Dario Fo and Franca Rame enjoy the highest reputations in Europe for anarchic political comedy, but so far, nothing of what they've created has translated well in American production. "Orgasmo Adulto Escapes From the Zoo" at the Burbage is no exception.
The four pieces are called "Waking Up," "The Same Old Story," "A Woman Alone" and "I Cry Ulrike," and they're all performed by one woman, Joyce Roth. The first is a comedy of errors that follows a woman waking to her working day and trying to get baby ready for the nursery; in her haste she confuses the uses of the products around her (using paint thinner for underarm deodorant, for example), while her manikin husband sleeps the sleep of the dead.
The second is about woman as whore; that is, woman treated as whore, and submitting without real fuss to the earnest entreaties of a lover (for want of a better word) indifferent to whether or not she'll get pregnant, and what humiliation--not to mention pain--she'll have to endure at an abortion clinic. "You're alone with your body, and yourself, and your choices," she says at one point, a feminist cry feebly crushed by the reality of her experience.
"A Woman Alone," a variation on the theme of the first play, is a housewife beleaguered in an apartment, literally trapped there by her husband. She irons in her peignoir to the strains of Madonna's "Material Girl"; supervises a brother-in-law who's totally disabled, except for one hand, which he uses to grab at women; fends off a peeping Tom, an obscene phone caller and the attempt of a 15-year-old lover to break into the apartment--all while her husband is calling in frequently to check on her.
It may be that Fo and Rame, as improvisational clowns graced with Italian antic spirit (as we've seen with "Les Colombaioni"), are able to take the situation of these playlets and jam on them like jazz artists, finding the fun and the moment in different places on different nights. But the scripted version here has the feel of having been set in cement (Estelle Parsons is translator, R. S. Bailey is director). Roth is a strong, indeed sturdy performer, but she's also flat and hard, and devoid of the grace of the comedienne.
"I Cry Ulrike," contrastingly, is short and lean and benefits from a compact translation by Adam Leipzig.
It is a statement from prison by the German radical Ulrike Meinhoff in which we see her mind filled to the point of nausea with sinister, oppressive, brutish images of the power apparatus of the German state. In a solo portrayal such as this, there's no room for dissent from her dissent. But those images are powerful; we see in her character a fiercely aesthetic, as opposed to a purely political, reaction. It might have been done better at the beginning of the bill. As it is, we're fairly bludgeoned by the noisy inertia of the plays preceding it.

--- MATERIAL SHOWN ---
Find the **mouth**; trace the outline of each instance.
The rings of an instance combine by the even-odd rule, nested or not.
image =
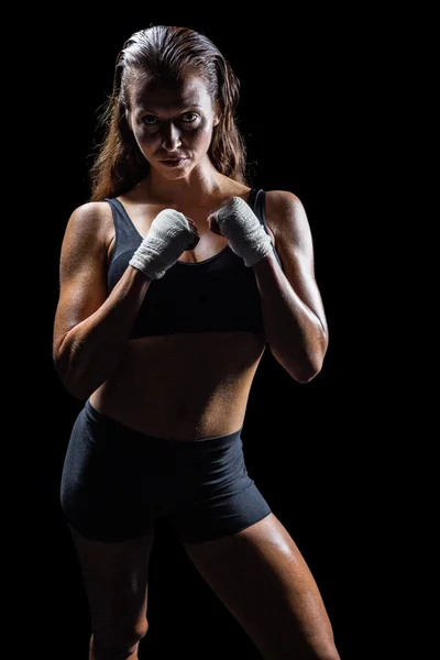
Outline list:
[[[166,167],[178,167],[188,158],[166,158],[165,161],[161,161]]]

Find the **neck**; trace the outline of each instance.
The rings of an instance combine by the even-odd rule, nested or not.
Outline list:
[[[224,188],[224,177],[207,158],[197,165],[187,177],[167,179],[156,169],[151,169],[140,184],[148,197],[158,204],[182,206],[199,206],[209,204],[213,196],[221,194]]]

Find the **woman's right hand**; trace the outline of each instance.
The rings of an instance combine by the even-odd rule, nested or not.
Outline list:
[[[176,209],[164,209],[154,218],[130,265],[150,279],[158,279],[185,250],[194,250],[199,240],[193,220]]]

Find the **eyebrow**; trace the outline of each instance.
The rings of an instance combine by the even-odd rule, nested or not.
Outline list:
[[[182,105],[179,106],[179,111],[183,112],[183,109],[188,109],[188,108],[200,108],[200,110],[202,110],[202,106],[199,106],[198,103],[186,103],[186,105]],[[151,114],[156,114],[157,110],[152,110],[150,108],[147,108],[146,106],[138,106],[138,113],[139,112],[150,112]]]

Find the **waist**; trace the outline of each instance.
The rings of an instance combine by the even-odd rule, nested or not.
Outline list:
[[[242,425],[264,340],[252,333],[131,340],[91,405],[125,426],[176,440],[204,440]]]

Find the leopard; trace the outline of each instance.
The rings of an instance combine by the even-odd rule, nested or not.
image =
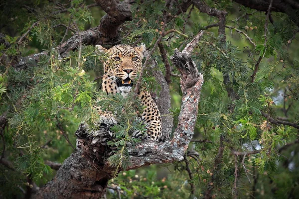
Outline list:
[[[120,94],[126,98],[133,89],[138,74],[141,71],[144,53],[146,51],[145,45],[132,47],[129,45],[119,44],[109,49],[100,45],[95,46],[96,51],[104,54],[102,60],[104,74],[102,89],[107,94]],[[141,115],[145,124],[146,133],[135,131],[132,136],[144,140],[160,141],[162,139],[161,119],[158,107],[150,92],[142,86],[137,93],[141,106],[144,107]],[[111,112],[103,111],[101,107],[94,107],[100,114],[100,121],[109,125],[117,124],[117,120]]]

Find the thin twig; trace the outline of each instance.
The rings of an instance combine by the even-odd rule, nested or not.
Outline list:
[[[238,192],[237,191],[237,181],[238,180],[238,156],[235,155],[235,182],[234,183],[234,191],[235,192],[235,199],[238,199]],[[233,196],[234,195],[233,192]]]
[[[237,32],[238,32],[238,33],[241,33],[241,34],[242,34],[243,35],[244,35],[248,39],[249,42],[250,43],[251,43],[255,47],[256,47],[257,46],[256,44],[252,41],[252,39],[251,38],[249,37],[249,36],[246,33],[245,33],[244,32],[242,31],[242,30],[240,30],[235,28],[235,27],[232,27],[232,26],[230,26],[229,25],[225,25],[225,27],[236,30],[237,31]]]
[[[299,144],[299,140],[297,140],[294,142],[290,142],[289,143],[288,143],[287,144],[286,144],[285,145],[281,147],[281,148],[280,148],[278,151],[279,153],[281,153],[282,151],[283,151],[284,150],[287,149],[287,148],[288,148],[289,147],[290,147],[291,146],[294,145],[294,144]]]
[[[71,15],[71,16],[70,16],[70,20],[69,21],[68,25],[66,27],[66,30],[65,30],[65,32],[64,33],[64,35],[63,35],[63,37],[62,37],[62,39],[61,39],[61,41],[60,41],[60,43],[59,44],[59,45],[61,45],[62,44],[62,43],[64,41],[64,39],[65,38],[65,37],[66,36],[66,35],[67,35],[67,34],[68,33],[68,30],[69,30],[69,29],[70,29],[70,26],[71,25],[71,22],[72,22],[72,18],[73,18],[73,16],[72,15]],[[63,25],[64,25],[64,24],[63,24]]]
[[[249,183],[251,183],[250,179],[249,178],[249,177],[248,176],[248,175],[247,174],[247,169],[245,167],[245,164],[244,163],[244,162],[245,161],[245,158],[246,158],[247,156],[247,155],[246,154],[243,156],[243,159],[242,160],[242,164],[243,165],[243,168],[244,169],[244,171],[245,171],[245,174],[246,174],[246,176],[247,177],[247,178],[248,179],[248,180],[249,181]],[[248,173],[249,173],[249,172],[248,172]]]
[[[30,28],[29,28],[29,29],[27,30],[27,31],[20,37],[20,38],[18,39],[18,41],[17,41],[17,43],[19,44],[20,44],[21,42],[23,41],[23,39],[24,39],[24,38],[25,38],[25,37],[26,37],[26,36],[27,36],[27,35],[30,32],[31,30],[35,26],[37,25],[38,24],[38,23],[39,23],[39,20],[33,23],[33,24],[31,26],[31,27]]]
[[[81,66],[81,52],[82,50],[82,39],[81,38],[81,31],[80,29],[78,27],[77,25],[77,23],[74,22],[75,27],[76,27],[76,29],[78,31],[77,33],[79,36],[79,49],[78,50],[78,66],[80,67]]]
[[[189,175],[189,178],[190,179],[190,181],[189,181],[189,184],[190,184],[190,186],[191,187],[191,194],[192,195],[194,195],[195,192],[195,187],[194,184],[193,183],[193,177],[192,176],[192,172],[190,170],[190,167],[189,167],[189,161],[187,160],[187,156],[186,155],[184,155],[184,161],[186,163],[186,171],[188,172],[188,174]]]
[[[278,124],[286,125],[288,126],[293,126],[294,128],[299,129],[299,125],[296,124],[296,123],[291,123],[291,122],[286,121],[281,121],[281,120],[274,119],[272,117],[271,117],[271,116],[270,116],[270,115],[269,114],[267,114],[266,113],[265,113],[263,111],[261,111],[261,113],[262,114],[262,115],[263,115],[263,116],[264,116],[265,117],[266,117],[267,118],[268,121],[270,122],[273,124],[278,124]]]
[[[68,136],[66,134],[66,132],[64,131],[64,129],[63,129],[63,127],[62,127],[62,125],[61,124],[61,123],[60,123],[60,122],[59,121],[59,119],[58,119],[58,118],[56,118],[56,120],[57,121],[57,123],[56,123],[56,126],[62,133],[62,135],[63,135],[64,138],[66,140],[66,141],[69,143],[69,144],[71,146],[71,147],[73,148],[73,149],[74,149],[74,151],[76,151],[77,150],[76,149],[76,148],[75,148],[74,147],[74,146],[73,146],[73,145],[72,144],[72,143],[69,139]]]
[[[162,43],[159,43],[158,44],[158,46],[159,46],[159,50],[161,53],[162,61],[164,63],[165,69],[166,69],[166,72],[165,73],[165,80],[167,83],[169,84],[171,82],[170,74],[171,73],[171,70],[170,65],[167,57],[167,52],[166,52],[166,50],[165,50],[164,46]]]
[[[231,150],[234,154],[234,155],[236,155],[237,156],[256,154],[261,152],[261,150],[254,150],[253,151],[236,151],[234,149],[232,149],[231,148]]]
[[[211,141],[209,141],[209,140],[191,140],[191,142],[198,142],[198,143],[209,143],[212,144],[212,142]]]
[[[273,2],[273,0],[271,0],[270,1],[270,4],[269,4],[269,6],[268,7],[268,9],[267,11],[267,15],[266,16],[266,21],[265,22],[265,31],[264,31],[264,37],[265,37],[265,42],[264,43],[264,47],[265,48],[264,53],[263,54],[263,56],[260,56],[259,58],[259,60],[258,60],[257,63],[255,65],[255,69],[253,72],[253,74],[251,76],[251,82],[253,83],[254,81],[254,79],[255,79],[256,75],[259,70],[259,66],[260,66],[260,63],[261,63],[261,61],[262,61],[262,59],[265,57],[265,54],[266,54],[266,51],[267,51],[267,42],[268,40],[268,37],[267,36],[267,32],[268,31],[268,19],[269,17],[269,14],[270,13],[270,10],[271,9],[271,7],[272,6],[272,2]]]

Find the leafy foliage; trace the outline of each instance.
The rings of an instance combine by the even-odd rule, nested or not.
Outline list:
[[[165,7],[165,1],[136,1],[131,6],[132,21],[122,27],[120,42],[133,44],[141,41],[151,49],[161,35],[164,14],[161,8]],[[6,126],[0,129],[3,141],[0,151],[5,149],[3,155],[14,168],[0,165],[0,190],[5,191],[1,192],[1,197],[21,197],[22,190],[32,185],[27,182],[28,178],[38,186],[52,179],[55,172],[45,160],[62,162],[69,156],[73,151],[70,145],[74,145],[75,142],[74,132],[82,121],[88,121],[95,127],[92,124],[98,115],[92,106],[97,98],[100,100],[99,105],[113,112],[118,120],[118,125],[111,128],[115,138],[109,142],[114,149],[109,161],[117,169],[116,178],[109,183],[113,189],[109,189],[108,198],[117,197],[117,190],[121,190],[123,198],[187,198],[191,183],[195,185],[197,198],[203,198],[212,186],[212,197],[231,198],[235,180],[233,152],[257,150],[258,153],[237,157],[239,197],[296,196],[298,146],[283,150],[282,147],[298,139],[298,129],[271,121],[272,118],[297,125],[299,122],[298,27],[287,15],[272,12],[274,22],[268,21],[265,35],[264,13],[230,0],[205,1],[211,7],[226,9],[226,24],[245,33],[256,46],[244,34],[230,28],[226,29],[227,41],[221,43],[218,27],[213,27],[207,30],[194,50],[192,59],[204,74],[205,82],[194,138],[209,142],[190,144],[190,149],[197,151],[201,159],[198,161],[188,158],[192,180],[183,162],[162,168],[153,166],[121,173],[116,177],[128,164],[126,146],[139,141],[130,135],[135,130],[145,131],[137,119],[143,107],[137,105],[139,102],[132,96],[124,99],[98,91],[100,79],[97,82],[94,80],[103,74],[103,70],[94,47],[83,45],[80,58],[77,50],[62,58],[54,48],[63,38],[65,41],[78,31],[75,24],[80,30],[98,25],[95,23],[99,21],[104,11],[88,7],[91,3],[89,0],[56,4],[27,0],[23,7],[23,3],[12,2],[6,1],[0,5],[3,12],[1,31],[10,44],[0,44],[1,63],[6,56],[15,62],[20,56],[43,50],[48,50],[49,55],[40,57],[37,64],[29,62],[25,69],[14,68],[11,63],[0,66],[0,114],[8,118]],[[61,6],[67,7],[67,11]],[[195,8],[177,15],[179,9],[174,5],[165,10],[169,17],[175,16],[167,22],[165,31],[175,31],[161,41],[168,61],[175,48],[182,50],[199,30],[217,22],[216,17]],[[71,28],[66,34],[65,26],[69,24]],[[29,29],[29,33],[19,42],[19,36]],[[147,69],[143,82],[147,83],[144,85],[150,91],[157,92],[158,97],[159,85],[151,70],[166,72],[159,51],[156,50],[152,57],[157,64]],[[261,62],[254,75],[260,57]],[[172,74],[179,74],[171,69]],[[169,88],[171,112],[176,126],[182,94],[179,78],[174,76],[171,77]],[[224,82],[224,76],[229,78],[229,83]],[[229,97],[227,89],[235,93],[235,100]],[[268,116],[263,116],[265,114]],[[215,166],[219,137],[223,138],[225,148],[220,166]]]

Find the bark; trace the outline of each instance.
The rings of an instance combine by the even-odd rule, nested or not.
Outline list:
[[[183,160],[184,155],[193,135],[201,86],[203,83],[203,75],[198,73],[190,55],[202,34],[203,32],[200,32],[182,52],[176,49],[171,57],[174,65],[181,73],[180,84],[183,93],[178,124],[173,138],[164,143],[146,141],[136,146],[128,145],[130,157],[127,160],[129,162],[129,166],[126,168],[127,170],[151,164]],[[157,74],[158,76],[161,76],[160,80],[163,80],[161,86],[167,86],[162,74],[159,73]],[[191,79],[194,80],[192,83],[190,83]],[[167,92],[167,89],[166,91]],[[161,99],[163,99],[163,96],[160,96]],[[160,102],[158,101],[157,100],[159,104]],[[167,107],[169,105],[166,105]],[[162,110],[161,112],[163,112]],[[163,126],[165,128],[163,129],[169,127]],[[98,130],[91,132],[84,125],[81,125],[76,132],[79,139],[78,145],[81,149],[73,153],[64,161],[55,177],[41,188],[34,198],[101,198],[106,192],[109,180],[113,177],[116,170],[107,160],[107,158],[113,154],[107,144],[107,140],[111,139],[109,130],[108,127],[102,126]]]
[[[267,12],[270,0],[234,0],[245,7]],[[280,12],[288,14],[290,19],[299,26],[299,3],[293,0],[274,0],[271,11]]]

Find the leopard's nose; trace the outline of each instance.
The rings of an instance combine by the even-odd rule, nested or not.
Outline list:
[[[130,74],[130,73],[131,73],[132,71],[133,71],[133,69],[123,69],[123,71],[125,71],[126,73],[128,73],[128,74]]]

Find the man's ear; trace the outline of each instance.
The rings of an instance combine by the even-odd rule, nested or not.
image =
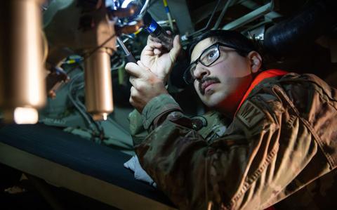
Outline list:
[[[251,51],[248,53],[247,58],[251,63],[251,70],[252,73],[256,73],[262,66],[262,58],[256,51]]]

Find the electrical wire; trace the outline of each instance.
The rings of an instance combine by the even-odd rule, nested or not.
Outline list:
[[[116,37],[117,34],[116,33],[113,34],[112,35],[111,35],[109,38],[107,39],[107,40],[105,40],[103,44],[101,44],[100,45],[98,46],[97,47],[94,48],[91,51],[90,51],[87,54],[82,54],[81,55],[80,55],[81,57],[83,58],[83,60],[82,60],[82,62],[84,62],[86,59],[88,59],[88,58],[89,58],[90,56],[91,56],[93,53],[95,53],[95,52],[96,52],[98,50],[99,50],[100,48],[103,47],[104,45],[105,44],[107,44],[109,41],[110,41],[111,39],[112,39],[114,37]],[[112,51],[114,53],[115,51],[114,49],[112,49]],[[71,68],[70,70],[68,70],[68,72],[67,72],[67,74],[70,74],[70,72],[72,72],[72,71],[74,71],[75,69],[77,69],[77,67],[80,67],[80,63],[78,63],[77,65],[76,65],[75,66],[74,66],[72,68]]]
[[[220,25],[220,23],[221,22],[221,20],[223,20],[223,15],[225,15],[225,13],[227,11],[227,9],[230,6],[230,5],[232,4],[234,2],[233,0],[227,0],[226,2],[226,4],[223,8],[223,11],[221,11],[221,13],[220,14],[219,17],[218,18],[218,20],[216,20],[216,24],[213,27],[212,29],[217,29],[218,27]]]
[[[95,128],[93,126],[93,124],[92,124],[92,119],[91,117],[85,111],[85,110],[84,110],[83,108],[81,107],[81,105],[79,105],[76,100],[73,98],[72,96],[72,91],[73,91],[73,88],[74,88],[74,82],[76,81],[76,80],[77,80],[78,79],[81,78],[81,77],[83,76],[83,73],[82,74],[79,74],[77,75],[76,75],[74,77],[74,78],[73,78],[73,79],[70,82],[70,84],[69,84],[69,91],[68,91],[68,98],[70,100],[70,101],[72,102],[72,103],[74,105],[74,106],[75,107],[75,108],[77,110],[77,111],[79,111],[79,114],[82,116],[82,117],[84,119],[84,120],[86,121],[87,125],[89,127],[89,129],[91,130],[92,131],[93,131],[93,133],[102,133],[100,131],[99,131],[98,129],[97,129],[97,128]],[[96,130],[97,129],[97,130]]]
[[[200,34],[200,33],[201,33],[201,32],[203,32],[205,30],[209,29],[209,25],[211,24],[211,22],[213,20],[213,17],[214,16],[214,14],[216,13],[216,11],[218,10],[218,7],[219,7],[220,2],[221,2],[221,0],[218,0],[218,3],[216,3],[216,7],[213,10],[212,14],[211,15],[211,17],[209,18],[209,21],[207,22],[207,24],[206,25],[206,26],[204,27],[203,27],[202,29],[201,29],[199,30],[197,30],[197,32],[194,32],[192,33],[191,34],[187,36],[187,39],[190,39],[190,37],[192,37],[193,36],[197,35],[197,34]]]

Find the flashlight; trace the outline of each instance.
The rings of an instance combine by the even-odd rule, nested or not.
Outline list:
[[[163,46],[168,51],[173,47],[173,38],[168,34],[154,20],[153,20],[149,13],[145,13],[143,17],[143,21],[145,26],[145,29],[151,36],[154,37],[156,41],[160,42]]]

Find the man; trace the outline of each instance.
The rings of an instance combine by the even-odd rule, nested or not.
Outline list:
[[[241,34],[208,32],[191,48],[185,79],[232,122],[206,140],[165,88],[180,48],[177,37],[168,53],[150,37],[138,65],[126,66],[130,102],[150,133],[136,136],[136,152],[158,188],[182,209],[263,209],[287,197],[295,203],[277,209],[336,207],[336,194],[316,195],[337,186],[326,181],[337,174],[336,90],[312,74],[261,71]]]

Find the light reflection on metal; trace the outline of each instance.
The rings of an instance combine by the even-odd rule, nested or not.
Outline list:
[[[5,1],[0,9],[1,18],[7,16],[0,26],[0,38],[4,41],[0,49],[0,107],[6,122],[36,123],[37,109],[46,103],[41,17],[43,1]],[[15,112],[22,107],[28,111]],[[23,116],[27,113],[36,114]],[[21,119],[15,122],[17,119]]]
[[[95,121],[106,120],[113,108],[111,49],[101,48],[84,61],[86,107]]]

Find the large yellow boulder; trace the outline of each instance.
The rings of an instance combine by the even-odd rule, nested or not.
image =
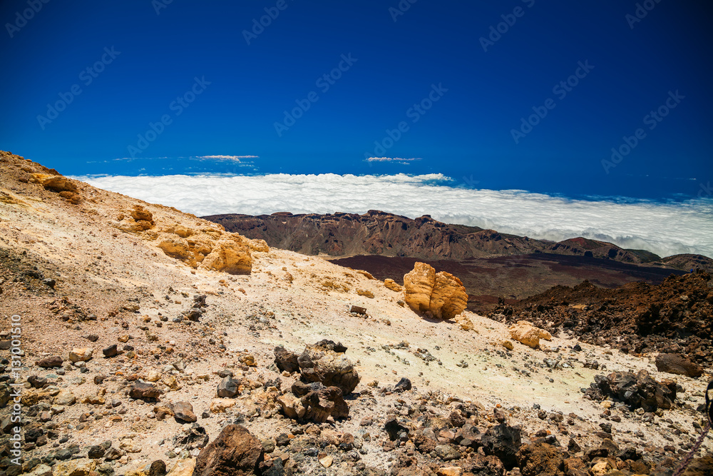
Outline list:
[[[33,173],[32,178],[34,182],[39,183],[47,190],[53,192],[73,192],[78,191],[76,186],[70,178],[61,175],[49,175],[48,173]]]
[[[156,246],[171,258],[179,260],[187,260],[193,255],[188,242],[178,235],[165,233],[159,236]]]
[[[414,269],[404,275],[404,300],[412,310],[425,313],[430,309],[431,292],[436,284],[436,270],[416,261]]]
[[[467,305],[468,293],[461,280],[450,273],[437,273],[429,305],[431,313],[436,318],[450,319],[462,313]]]
[[[416,262],[404,276],[404,300],[416,313],[429,312],[434,317],[451,319],[468,304],[468,293],[458,278]]]
[[[404,287],[401,286],[398,283],[396,283],[396,281],[394,281],[391,278],[387,278],[385,280],[384,280],[384,285],[385,285],[386,288],[391,290],[392,291],[396,291],[396,293],[401,293],[402,290],[404,290]]]
[[[201,263],[201,268],[230,274],[250,274],[252,270],[252,256],[247,240],[242,236],[221,240]]]
[[[552,335],[546,330],[536,328],[526,320],[518,320],[517,324],[510,326],[510,337],[528,347],[535,348],[540,345],[540,339],[550,340]]]

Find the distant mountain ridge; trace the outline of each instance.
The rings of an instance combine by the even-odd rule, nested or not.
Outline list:
[[[307,255],[409,256],[426,260],[463,260],[548,253],[652,264],[688,270],[713,270],[713,260],[699,255],[665,258],[644,250],[630,250],[605,241],[574,238],[560,242],[498,233],[477,226],[444,223],[424,215],[417,218],[370,210],[363,215],[277,212],[202,217],[226,230],[265,240],[272,247]]]

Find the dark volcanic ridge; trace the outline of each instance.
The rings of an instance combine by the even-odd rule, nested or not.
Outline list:
[[[364,215],[278,212],[257,216],[228,214],[203,218],[222,225],[229,231],[265,240],[270,246],[313,255],[381,255],[459,260],[541,253],[713,272],[713,260],[699,255],[662,258],[644,250],[625,249],[584,238],[555,243],[477,226],[443,223],[428,215],[411,219],[370,210]]]
[[[483,315],[492,312],[501,300],[513,304],[553,286],[575,286],[588,280],[597,286],[611,289],[635,281],[658,284],[672,274],[684,273],[678,270],[613,260],[544,253],[461,260],[378,255],[332,260],[342,266],[368,271],[381,280],[391,278],[401,285],[404,275],[414,268],[416,261],[427,263],[438,271],[458,276],[468,293],[468,309]]]
[[[704,271],[667,278],[652,285],[632,283],[604,289],[584,281],[555,286],[518,303],[501,305],[488,317],[528,320],[556,333],[569,330],[580,340],[625,353],[682,354],[713,364],[713,277]]]

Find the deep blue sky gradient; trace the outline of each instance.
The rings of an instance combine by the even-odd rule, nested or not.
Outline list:
[[[708,2],[650,0],[631,29],[630,0],[418,0],[396,21],[397,0],[284,1],[250,45],[243,30],[277,1],[173,0],[157,14],[150,0],[51,0],[12,38],[6,25],[27,1],[3,1],[0,147],[68,175],[441,173],[463,186],[655,200],[713,181]],[[524,14],[483,51],[479,39],[515,7]],[[86,86],[81,72],[112,46],[120,54]],[[349,54],[356,62],[320,91]],[[559,98],[553,86],[579,61],[594,69]],[[195,77],[210,84],[177,116],[170,104]],[[38,115],[74,84],[81,93],[43,130]],[[407,111],[432,84],[448,91],[414,123]],[[676,91],[685,98],[650,131],[644,117]],[[283,111],[310,91],[319,101],[278,136]],[[550,98],[515,143],[520,118]],[[113,160],[164,114],[172,123],[138,160]],[[409,131],[383,155],[421,160],[364,161],[401,121]],[[606,173],[601,161],[638,128],[646,138]],[[180,158],[206,155],[259,158]]]

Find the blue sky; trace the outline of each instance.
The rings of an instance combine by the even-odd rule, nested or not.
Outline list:
[[[710,195],[704,2],[165,1],[3,1],[0,146],[68,175]],[[613,162],[612,148],[629,153]]]

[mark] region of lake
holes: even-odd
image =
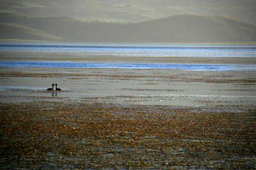
[[[2,42],[0,53],[6,57],[31,61],[0,62],[0,67],[175,69],[194,71],[256,70],[256,65],[116,63],[48,61],[47,58],[255,57],[256,46]],[[43,61],[33,61],[42,58]]]

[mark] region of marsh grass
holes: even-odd
[[[0,104],[1,169],[256,167],[255,110]]]

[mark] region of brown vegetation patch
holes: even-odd
[[[253,169],[255,113],[1,104],[0,160],[6,169]]]

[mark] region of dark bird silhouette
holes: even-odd
[[[55,90],[56,90],[56,91],[61,91],[61,89],[60,88],[57,88],[57,84],[55,84],[55,86],[56,86],[56,88],[55,89]]]
[[[54,84],[52,84],[52,88],[48,88],[47,90],[54,90],[54,88],[53,88]]]

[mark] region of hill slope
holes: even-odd
[[[3,14],[0,15],[0,23],[30,28],[31,31],[27,29],[26,33],[30,32],[29,36],[34,37],[29,37],[28,40],[142,43],[256,41],[256,25],[223,16],[181,15],[121,24],[86,22],[65,17],[34,17]],[[0,29],[6,26],[2,24]],[[32,30],[46,33],[51,37],[38,37]],[[20,36],[24,34],[23,30],[15,31],[17,38],[13,31],[6,30],[4,34],[0,34],[0,39],[27,38]]]
[[[0,0],[0,12],[139,22],[180,14],[224,15],[256,23],[255,0]]]

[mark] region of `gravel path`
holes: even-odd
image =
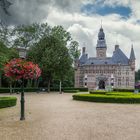
[[[140,105],[27,93],[26,120],[19,121],[20,95],[14,96],[16,107],[0,109],[0,140],[140,140]]]

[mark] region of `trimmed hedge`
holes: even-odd
[[[99,94],[75,94],[74,100],[103,102],[103,103],[140,103],[140,95],[126,94],[126,95],[99,95]]]
[[[107,91],[104,90],[91,90],[89,91],[90,94],[106,94]]]
[[[47,89],[47,87],[39,87],[39,88],[24,88],[25,92],[38,92],[41,89]],[[20,92],[21,88],[12,88],[13,92]],[[50,88],[51,91],[59,91],[59,88]],[[80,92],[88,92],[88,88],[74,88],[74,87],[62,87],[62,91],[66,90],[79,90]],[[46,90],[45,90],[46,91]],[[0,93],[10,93],[10,88],[0,88]]]
[[[113,91],[119,91],[119,92],[134,92],[135,89],[118,89],[118,88],[114,88]]]
[[[65,93],[77,93],[79,90],[63,90]]]
[[[15,106],[16,103],[16,97],[0,97],[0,108]]]
[[[25,92],[37,92],[39,88],[24,88]],[[21,88],[12,88],[12,92],[21,92]],[[0,88],[0,93],[10,93],[10,88]]]
[[[88,92],[88,88],[74,88],[74,87],[65,87],[63,88],[63,91],[64,90],[79,90],[81,92]]]

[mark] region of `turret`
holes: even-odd
[[[107,46],[106,46],[106,40],[105,40],[105,33],[101,26],[99,33],[98,33],[98,40],[97,40],[97,46],[96,46],[96,57],[105,58],[106,50],[107,50]]]
[[[131,53],[130,53],[130,58],[129,58],[129,64],[131,66],[132,70],[135,70],[135,53],[134,53],[134,49],[133,49],[133,45],[131,47]]]

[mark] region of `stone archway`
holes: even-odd
[[[105,81],[104,80],[100,80],[98,87],[99,87],[99,89],[105,89]]]

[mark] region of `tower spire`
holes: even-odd
[[[101,19],[101,28],[102,28],[102,19]]]
[[[135,53],[134,53],[134,49],[133,49],[133,44],[131,46],[131,53],[130,53],[130,60],[133,61],[135,60]]]

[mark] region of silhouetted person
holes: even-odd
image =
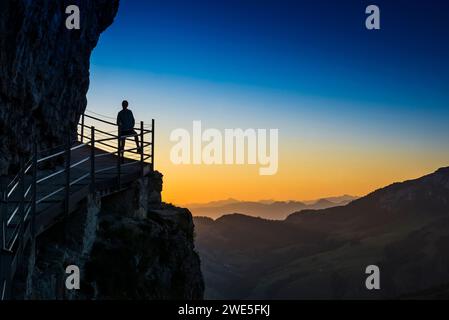
[[[134,130],[134,125],[136,121],[134,120],[134,115],[131,110],[128,109],[128,101],[123,100],[122,102],[123,110],[117,115],[117,125],[119,126],[120,139],[120,156],[123,156],[125,143],[127,137],[134,136],[136,141],[137,152],[142,152],[142,148],[139,147],[139,138],[137,132]]]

--- WORK INSTRUCTION A ---
In the review, who is credited with the compact translation of "I Cry Ulrike"?
--- WORK INSTRUCTION B ---
List the titles of all the pieces that the review says make up "Orgasmo Adulto Escapes From the Zoo."
--- WORK INSTRUCTION C ---
Reproduce the part of the review between "It may be that" and "of the comedienne.", inclusive.

--- RESULT A ---
Adam Leipzig

--- RESULT B ---
"Waking Up," "The Same Old Story," "A Woman Alone," "I Cry Ulrike"

--- RESULT C ---
It may be that Fo and Rame, as improvisational clowns graced with Italian antic spirit (as we've seen with "Les Colombaioni"), are able to take the situation of these playlets and jam on them like jazz artists, finding the fun and the moment in different places on different nights. But the scripted version here has the feel of having been set in cement (Estelle Parsons is translator, R. S. Bailey is director). Roth is a strong, indeed sturdy performer, but she's also flat and hard, and devoid of the grace of the comedienne.